# Text shown
Groups gather in makeshift camps in Northern France waiting for an opportunity to get to the UK. French police have been criticised for their ‘rough treatment’ but if the migrants persist they are often persuaded by people smugglers into paying £450 each to board a boat. Often 30 people are packed into an inflatable meant for 6 and many are stopped by the French coastguard and returned to France. If, however they are able to dodge the authorities and the heavy sea traffic in the channel they may finally get to the UK.

Here they will be met by a slow bureaucratic process. This prevents them from working and places them in ‘temporary accommodation‘. This can be inadequate, cramped and insanitary, so much so that some asylum seekers are saying of the government “This is part of the hostile environment..... It is as if they are sending the message to us saying, If you can’t take it here, go home”.

# Dataset extract
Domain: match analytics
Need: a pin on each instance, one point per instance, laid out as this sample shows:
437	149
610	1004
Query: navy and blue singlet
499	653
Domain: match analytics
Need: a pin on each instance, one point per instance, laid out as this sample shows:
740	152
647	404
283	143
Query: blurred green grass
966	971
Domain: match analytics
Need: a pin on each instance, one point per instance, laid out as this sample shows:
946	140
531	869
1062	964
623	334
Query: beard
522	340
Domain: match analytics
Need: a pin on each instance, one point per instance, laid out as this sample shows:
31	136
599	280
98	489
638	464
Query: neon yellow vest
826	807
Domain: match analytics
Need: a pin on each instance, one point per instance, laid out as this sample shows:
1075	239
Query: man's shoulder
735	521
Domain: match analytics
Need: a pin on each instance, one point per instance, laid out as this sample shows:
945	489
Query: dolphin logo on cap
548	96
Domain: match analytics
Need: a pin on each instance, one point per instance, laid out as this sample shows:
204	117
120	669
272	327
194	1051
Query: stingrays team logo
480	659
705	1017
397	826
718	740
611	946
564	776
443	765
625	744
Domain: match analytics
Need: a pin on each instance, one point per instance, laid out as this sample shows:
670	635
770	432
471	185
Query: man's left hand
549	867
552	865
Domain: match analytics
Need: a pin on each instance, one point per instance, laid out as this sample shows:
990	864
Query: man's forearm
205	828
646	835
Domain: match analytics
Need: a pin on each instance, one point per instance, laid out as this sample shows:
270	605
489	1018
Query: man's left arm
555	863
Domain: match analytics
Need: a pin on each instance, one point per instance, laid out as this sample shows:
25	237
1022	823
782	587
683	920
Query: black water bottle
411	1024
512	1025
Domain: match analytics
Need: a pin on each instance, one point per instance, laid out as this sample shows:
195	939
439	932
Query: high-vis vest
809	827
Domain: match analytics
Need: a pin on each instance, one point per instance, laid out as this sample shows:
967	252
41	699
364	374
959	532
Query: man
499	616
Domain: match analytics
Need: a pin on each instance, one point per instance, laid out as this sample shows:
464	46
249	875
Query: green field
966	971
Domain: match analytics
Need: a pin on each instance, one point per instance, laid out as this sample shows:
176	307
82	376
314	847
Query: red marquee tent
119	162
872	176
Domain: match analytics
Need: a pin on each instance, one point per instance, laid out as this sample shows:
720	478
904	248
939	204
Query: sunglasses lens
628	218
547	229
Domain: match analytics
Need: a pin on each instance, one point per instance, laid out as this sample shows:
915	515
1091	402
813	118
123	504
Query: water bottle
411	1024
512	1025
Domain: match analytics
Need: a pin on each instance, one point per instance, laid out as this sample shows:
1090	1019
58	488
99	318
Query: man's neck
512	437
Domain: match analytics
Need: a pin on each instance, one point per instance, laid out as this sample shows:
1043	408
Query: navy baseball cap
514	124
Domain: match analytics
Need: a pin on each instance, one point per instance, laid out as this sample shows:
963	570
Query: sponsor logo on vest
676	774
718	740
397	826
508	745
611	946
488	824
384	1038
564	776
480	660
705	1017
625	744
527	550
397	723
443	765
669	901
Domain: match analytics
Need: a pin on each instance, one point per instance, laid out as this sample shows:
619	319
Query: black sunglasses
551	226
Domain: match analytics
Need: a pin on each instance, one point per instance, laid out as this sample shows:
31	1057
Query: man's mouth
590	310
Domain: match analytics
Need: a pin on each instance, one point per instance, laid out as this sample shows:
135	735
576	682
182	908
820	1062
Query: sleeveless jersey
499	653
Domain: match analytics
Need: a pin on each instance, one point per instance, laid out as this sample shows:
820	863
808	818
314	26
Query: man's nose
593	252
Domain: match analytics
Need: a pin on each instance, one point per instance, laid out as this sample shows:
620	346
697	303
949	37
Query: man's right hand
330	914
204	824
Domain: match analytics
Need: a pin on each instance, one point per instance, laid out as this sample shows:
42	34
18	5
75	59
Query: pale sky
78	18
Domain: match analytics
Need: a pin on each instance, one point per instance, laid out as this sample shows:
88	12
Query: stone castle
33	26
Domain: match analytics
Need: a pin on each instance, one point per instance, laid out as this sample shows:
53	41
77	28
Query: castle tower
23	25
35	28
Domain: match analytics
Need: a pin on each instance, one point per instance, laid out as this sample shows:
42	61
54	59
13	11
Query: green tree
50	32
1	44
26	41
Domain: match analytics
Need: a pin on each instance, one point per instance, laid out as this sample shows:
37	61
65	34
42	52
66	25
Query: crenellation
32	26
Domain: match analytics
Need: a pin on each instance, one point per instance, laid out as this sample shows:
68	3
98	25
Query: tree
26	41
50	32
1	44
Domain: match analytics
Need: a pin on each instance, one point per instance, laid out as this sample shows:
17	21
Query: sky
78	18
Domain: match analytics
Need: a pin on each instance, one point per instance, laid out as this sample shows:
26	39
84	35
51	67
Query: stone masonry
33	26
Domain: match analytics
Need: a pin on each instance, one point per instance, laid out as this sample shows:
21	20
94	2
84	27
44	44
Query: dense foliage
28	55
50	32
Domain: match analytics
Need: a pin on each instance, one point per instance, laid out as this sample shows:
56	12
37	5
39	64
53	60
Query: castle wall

# Given exercise 1
Shorten the paragraph of the Channel crossings text that begins "Groups gather in makeshift camps" into a brief bulleted list that keeps its main facts.
# Given exercise 2
Write what comes next in the Channel crossings text, starting after its final sentence.
The lines come from a separate source, unrelated to the Channel crossings text.

# Exercise response 1
- Groups wait in makeshift camps in Northern France for a chance to reach the UK.
- French police have been criticized for their "rough treatment."
- Migrants who persist are often persuaded by people smugglers to pay £450 each for a place on a boat.
- Often 30 people are packed into an inflatable meant for 6.
- Many are stopped by the French coastguard and returned to France.
- Those who evade the authorities and the heavy Channel sea traffic may finally reach the UK.

# Exercise response 2
The overall migrant numbers worldwide have doubled between 2010 and 2016 rising from 33.9m to 67.7m. Also in just 57 years the world population has grown from 3.0 to 7.5 billion. This means that for every one person alive in 1960 there were two and a half in 2017. Such rapid rises in both sets of numbers have made people fearful and have helped promote the closing of borders and the building of walls and fences. Perhaps we should step back and ask if these measures address or resolve the problem ?


A recent Guardian article reports that “off the Belgian coast, police found the body of an Iraqi migrant wearing a homemade lifejacket of empty water bottles, who had drowned while trying to swim to the UK”.